[Opening Records for the task section]
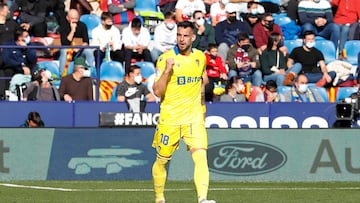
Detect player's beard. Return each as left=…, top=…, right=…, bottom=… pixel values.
left=178, top=42, right=191, bottom=55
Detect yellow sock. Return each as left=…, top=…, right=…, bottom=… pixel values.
left=192, top=149, right=209, bottom=202
left=152, top=157, right=168, bottom=203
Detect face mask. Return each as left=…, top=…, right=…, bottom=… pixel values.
left=82, top=69, right=91, bottom=77
left=250, top=9, right=258, bottom=15
left=104, top=24, right=112, bottom=30
left=264, top=21, right=274, bottom=30
left=25, top=36, right=31, bottom=44
left=305, top=41, right=315, bottom=49
left=241, top=44, right=251, bottom=51
left=210, top=54, right=217, bottom=60
left=45, top=70, right=52, bottom=80
left=134, top=75, right=142, bottom=84
left=196, top=18, right=205, bottom=26
left=277, top=39, right=284, bottom=48
left=228, top=16, right=237, bottom=23
left=166, top=22, right=175, bottom=30
left=298, top=84, right=308, bottom=93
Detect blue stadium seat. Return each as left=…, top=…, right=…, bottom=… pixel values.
left=259, top=0, right=281, bottom=5
left=134, top=61, right=156, bottom=79
left=335, top=87, right=359, bottom=102
left=315, top=40, right=337, bottom=64
left=80, top=14, right=101, bottom=39
left=100, top=61, right=125, bottom=82
left=344, top=40, right=360, bottom=65
left=273, top=15, right=291, bottom=26
left=312, top=87, right=329, bottom=102
left=277, top=86, right=291, bottom=102
left=284, top=39, right=302, bottom=54
left=135, top=0, right=159, bottom=12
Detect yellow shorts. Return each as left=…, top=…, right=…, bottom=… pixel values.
left=152, top=123, right=207, bottom=159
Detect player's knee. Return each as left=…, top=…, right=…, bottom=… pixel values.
left=155, top=156, right=169, bottom=166
left=191, top=149, right=207, bottom=163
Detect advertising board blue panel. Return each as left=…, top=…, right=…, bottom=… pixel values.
left=47, top=128, right=155, bottom=180
left=0, top=102, right=347, bottom=128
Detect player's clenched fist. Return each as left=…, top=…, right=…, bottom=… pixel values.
left=165, top=58, right=174, bottom=74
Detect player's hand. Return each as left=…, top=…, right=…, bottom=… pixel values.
left=165, top=58, right=175, bottom=74
left=22, top=67, right=31, bottom=75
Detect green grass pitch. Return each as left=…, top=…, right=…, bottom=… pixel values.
left=0, top=181, right=359, bottom=203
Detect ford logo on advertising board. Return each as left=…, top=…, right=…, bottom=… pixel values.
left=208, top=141, right=287, bottom=176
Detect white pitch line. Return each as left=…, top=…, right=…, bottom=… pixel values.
left=0, top=183, right=359, bottom=192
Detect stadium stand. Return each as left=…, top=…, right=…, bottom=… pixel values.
left=79, top=14, right=101, bottom=39
left=343, top=40, right=360, bottom=65
left=99, top=60, right=125, bottom=101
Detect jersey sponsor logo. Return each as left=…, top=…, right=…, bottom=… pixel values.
left=177, top=76, right=202, bottom=85
left=207, top=141, right=287, bottom=176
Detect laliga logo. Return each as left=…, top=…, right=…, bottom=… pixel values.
left=205, top=116, right=329, bottom=128
left=208, top=141, right=287, bottom=176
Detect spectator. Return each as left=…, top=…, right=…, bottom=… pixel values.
left=0, top=2, right=20, bottom=99
left=10, top=0, right=51, bottom=37
left=107, top=0, right=135, bottom=31
left=58, top=9, right=95, bottom=76
left=240, top=1, right=264, bottom=31
left=175, top=0, right=206, bottom=22
left=22, top=68, right=60, bottom=101
left=331, top=0, right=360, bottom=57
left=215, top=3, right=251, bottom=66
left=192, top=10, right=216, bottom=52
left=263, top=79, right=279, bottom=102
left=220, top=76, right=246, bottom=102
left=1, top=29, right=37, bottom=95
left=122, top=18, right=152, bottom=74
left=20, top=111, right=45, bottom=127
left=298, top=0, right=340, bottom=51
left=286, top=0, right=301, bottom=22
left=226, top=32, right=262, bottom=86
left=116, top=65, right=155, bottom=112
left=253, top=12, right=287, bottom=55
left=91, top=12, right=124, bottom=65
left=283, top=73, right=325, bottom=102
left=228, top=0, right=253, bottom=14
left=260, top=32, right=301, bottom=86
left=151, top=11, right=177, bottom=63
left=158, top=0, right=177, bottom=14
left=0, top=2, right=19, bottom=45
left=285, top=31, right=336, bottom=86
left=58, top=56, right=93, bottom=101
left=209, top=0, right=226, bottom=27
left=204, top=43, right=227, bottom=101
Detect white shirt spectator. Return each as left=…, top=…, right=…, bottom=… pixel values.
left=210, top=1, right=227, bottom=26
left=176, top=0, right=206, bottom=21
left=153, top=22, right=177, bottom=52
left=91, top=24, right=122, bottom=51
left=122, top=25, right=151, bottom=48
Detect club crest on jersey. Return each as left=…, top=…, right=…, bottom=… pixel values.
left=195, top=59, right=200, bottom=67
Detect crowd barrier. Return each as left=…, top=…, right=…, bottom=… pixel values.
left=0, top=128, right=359, bottom=181
left=0, top=101, right=346, bottom=128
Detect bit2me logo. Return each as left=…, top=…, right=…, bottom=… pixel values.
left=207, top=141, right=287, bottom=176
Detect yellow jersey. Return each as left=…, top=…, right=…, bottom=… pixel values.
left=155, top=46, right=206, bottom=125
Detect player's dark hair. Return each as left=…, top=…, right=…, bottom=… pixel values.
left=177, top=21, right=194, bottom=30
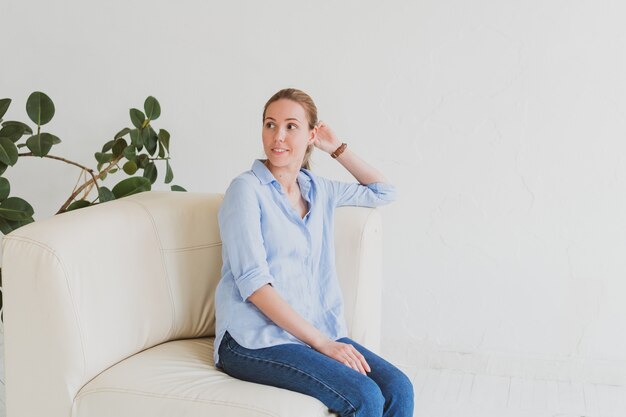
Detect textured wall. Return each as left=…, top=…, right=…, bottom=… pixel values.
left=2, top=0, right=625, bottom=384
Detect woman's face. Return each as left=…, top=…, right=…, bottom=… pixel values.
left=262, top=99, right=315, bottom=170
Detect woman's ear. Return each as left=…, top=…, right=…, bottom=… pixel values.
left=308, top=126, right=318, bottom=144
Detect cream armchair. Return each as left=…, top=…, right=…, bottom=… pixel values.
left=1, top=191, right=384, bottom=417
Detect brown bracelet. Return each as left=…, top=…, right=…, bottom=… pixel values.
left=331, top=142, right=347, bottom=159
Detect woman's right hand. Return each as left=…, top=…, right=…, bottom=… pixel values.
left=315, top=339, right=371, bottom=375
left=314, top=121, right=343, bottom=155
left=248, top=285, right=372, bottom=375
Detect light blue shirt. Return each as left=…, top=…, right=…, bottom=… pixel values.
left=213, top=159, right=396, bottom=366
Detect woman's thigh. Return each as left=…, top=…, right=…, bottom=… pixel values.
left=218, top=331, right=385, bottom=417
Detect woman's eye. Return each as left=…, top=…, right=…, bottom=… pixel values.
left=265, top=122, right=275, bottom=128
left=287, top=123, right=297, bottom=130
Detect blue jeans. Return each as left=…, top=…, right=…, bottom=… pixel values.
left=217, top=330, right=414, bottom=417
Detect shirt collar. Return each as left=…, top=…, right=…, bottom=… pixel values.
left=252, top=159, right=312, bottom=183
left=251, top=159, right=312, bottom=196
left=251, top=159, right=276, bottom=185
left=297, top=169, right=312, bottom=199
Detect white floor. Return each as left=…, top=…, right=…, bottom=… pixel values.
left=405, top=367, right=626, bottom=417
left=0, top=328, right=624, bottom=417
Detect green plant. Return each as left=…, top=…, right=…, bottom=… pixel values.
left=0, top=91, right=188, bottom=319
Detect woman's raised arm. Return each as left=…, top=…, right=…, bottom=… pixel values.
left=314, top=122, right=390, bottom=185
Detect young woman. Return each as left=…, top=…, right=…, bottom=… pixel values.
left=214, top=88, right=414, bottom=417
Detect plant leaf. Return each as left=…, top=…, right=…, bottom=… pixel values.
left=130, top=108, right=145, bottom=129
left=0, top=177, right=10, bottom=201
left=171, top=185, right=186, bottom=192
left=136, top=154, right=149, bottom=168
left=158, top=129, right=170, bottom=153
left=26, top=92, right=55, bottom=126
left=0, top=124, right=25, bottom=142
left=0, top=216, right=13, bottom=235
left=2, top=121, right=33, bottom=135
left=66, top=200, right=91, bottom=212
left=0, top=197, right=34, bottom=221
left=102, top=139, right=115, bottom=153
left=123, top=160, right=138, bottom=175
left=0, top=215, right=34, bottom=235
left=144, top=96, right=161, bottom=120
left=94, top=152, right=113, bottom=164
left=141, top=128, right=150, bottom=153
left=114, top=127, right=131, bottom=139
left=112, top=138, right=128, bottom=157
left=144, top=126, right=158, bottom=156
left=0, top=162, right=7, bottom=176
left=111, top=176, right=151, bottom=199
left=143, top=161, right=157, bottom=184
left=0, top=137, right=18, bottom=166
left=98, top=186, right=115, bottom=203
left=26, top=133, right=56, bottom=157
left=129, top=128, right=140, bottom=148
left=157, top=138, right=165, bottom=158
left=123, top=145, right=137, bottom=161
left=0, top=99, right=10, bottom=120
left=165, top=160, right=173, bottom=184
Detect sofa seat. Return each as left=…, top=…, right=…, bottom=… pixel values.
left=73, top=337, right=334, bottom=417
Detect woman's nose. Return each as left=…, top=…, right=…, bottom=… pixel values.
left=274, top=128, right=286, bottom=142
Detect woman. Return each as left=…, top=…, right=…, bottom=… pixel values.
left=214, top=88, right=414, bottom=417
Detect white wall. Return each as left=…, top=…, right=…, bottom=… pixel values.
left=2, top=0, right=625, bottom=385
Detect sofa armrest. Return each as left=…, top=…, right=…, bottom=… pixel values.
left=334, top=207, right=383, bottom=354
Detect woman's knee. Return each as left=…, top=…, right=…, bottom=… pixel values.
left=349, top=378, right=385, bottom=416
left=382, top=370, right=414, bottom=414
left=394, top=371, right=414, bottom=398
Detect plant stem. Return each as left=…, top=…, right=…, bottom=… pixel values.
left=17, top=152, right=122, bottom=213
left=16, top=152, right=169, bottom=213
left=18, top=152, right=94, bottom=173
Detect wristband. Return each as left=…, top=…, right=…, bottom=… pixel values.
left=331, top=142, right=347, bottom=159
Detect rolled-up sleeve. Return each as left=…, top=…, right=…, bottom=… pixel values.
left=218, top=178, right=274, bottom=301
left=322, top=178, right=397, bottom=207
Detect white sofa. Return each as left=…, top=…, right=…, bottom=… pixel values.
left=1, top=191, right=384, bottom=417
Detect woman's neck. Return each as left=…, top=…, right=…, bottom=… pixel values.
left=265, top=160, right=300, bottom=194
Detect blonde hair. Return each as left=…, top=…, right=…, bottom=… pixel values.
left=263, top=88, right=318, bottom=170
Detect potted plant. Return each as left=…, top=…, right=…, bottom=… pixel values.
left=0, top=92, right=187, bottom=322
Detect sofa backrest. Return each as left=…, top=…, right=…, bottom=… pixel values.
left=1, top=191, right=382, bottom=417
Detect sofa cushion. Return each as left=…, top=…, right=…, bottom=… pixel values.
left=73, top=337, right=335, bottom=417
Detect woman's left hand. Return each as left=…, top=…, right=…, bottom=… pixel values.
left=314, top=121, right=343, bottom=154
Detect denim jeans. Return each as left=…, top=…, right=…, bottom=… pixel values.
left=217, top=330, right=414, bottom=417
[Closing Records for the task section]
What you need to do:
The answer must be the line containing "Detect potted plant." and every line after it through the end of the records, repeated exactly.

Your response:
Detect potted plant. Return each as left=…, top=…, right=…, bottom=… pixel values.
left=0, top=92, right=187, bottom=322
Detect sofa backrest. Return each as left=…, top=…, right=…, bottom=… pixel values.
left=1, top=191, right=382, bottom=417
Detect sofa cushion. Return each as left=…, top=…, right=…, bottom=… pixel values.
left=73, top=337, right=335, bottom=417
Detect woman's left hand. Return each as left=…, top=…, right=…, bottom=… pixel values.
left=314, top=121, right=343, bottom=154
Detect denim jeans. Return each as left=…, top=…, right=…, bottom=… pixel values.
left=217, top=330, right=414, bottom=417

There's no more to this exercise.